→ **How to complete this task**
Exact copies of the lines from the line containing "MULTIPOLYGON (((166 208, 200" through the last line of the entries below are the whole answer.

→ **Material for the task**
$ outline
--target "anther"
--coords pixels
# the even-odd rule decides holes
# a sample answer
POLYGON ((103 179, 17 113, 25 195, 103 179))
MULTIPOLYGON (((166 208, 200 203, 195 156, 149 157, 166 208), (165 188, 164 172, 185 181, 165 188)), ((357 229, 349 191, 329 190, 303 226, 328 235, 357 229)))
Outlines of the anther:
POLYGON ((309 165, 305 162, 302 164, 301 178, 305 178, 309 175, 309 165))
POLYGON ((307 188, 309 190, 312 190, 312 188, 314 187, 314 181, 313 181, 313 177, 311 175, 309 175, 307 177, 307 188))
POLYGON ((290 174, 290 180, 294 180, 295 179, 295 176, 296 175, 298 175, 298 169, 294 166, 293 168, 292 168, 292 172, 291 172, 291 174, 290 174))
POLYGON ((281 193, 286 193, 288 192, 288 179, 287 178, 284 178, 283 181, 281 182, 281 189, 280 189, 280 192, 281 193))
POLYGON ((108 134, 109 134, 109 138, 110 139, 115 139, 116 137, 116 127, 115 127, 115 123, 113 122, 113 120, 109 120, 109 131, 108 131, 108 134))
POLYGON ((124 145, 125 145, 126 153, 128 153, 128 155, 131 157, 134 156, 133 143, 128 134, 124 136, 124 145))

→ **Task result**
MULTIPOLYGON (((166 208, 200 203, 195 156, 149 157, 166 208), (165 188, 164 172, 185 181, 165 188)), ((357 229, 349 191, 329 190, 303 226, 328 235, 357 229)))
Outlines of the anther:
POLYGON ((309 165, 305 162, 302 164, 301 178, 305 178, 309 175, 309 165))
POLYGON ((307 188, 309 190, 312 190, 312 188, 314 187, 314 181, 313 181, 313 177, 311 175, 309 175, 307 177, 307 188))
POLYGON ((290 174, 290 180, 294 180, 295 179, 295 176, 296 175, 298 175, 298 169, 294 166, 293 168, 292 168, 292 172, 291 172, 291 174, 290 174))
POLYGON ((281 193, 286 193, 288 192, 288 179, 287 178, 284 178, 283 181, 281 182, 281 189, 280 189, 280 192, 281 193))
POLYGON ((108 134, 109 134, 109 138, 110 139, 115 139, 116 137, 116 127, 115 127, 115 123, 113 122, 113 120, 109 120, 109 131, 108 131, 108 134))
POLYGON ((124 145, 125 145, 126 153, 128 153, 128 155, 131 157, 134 156, 133 143, 128 134, 124 136, 124 145))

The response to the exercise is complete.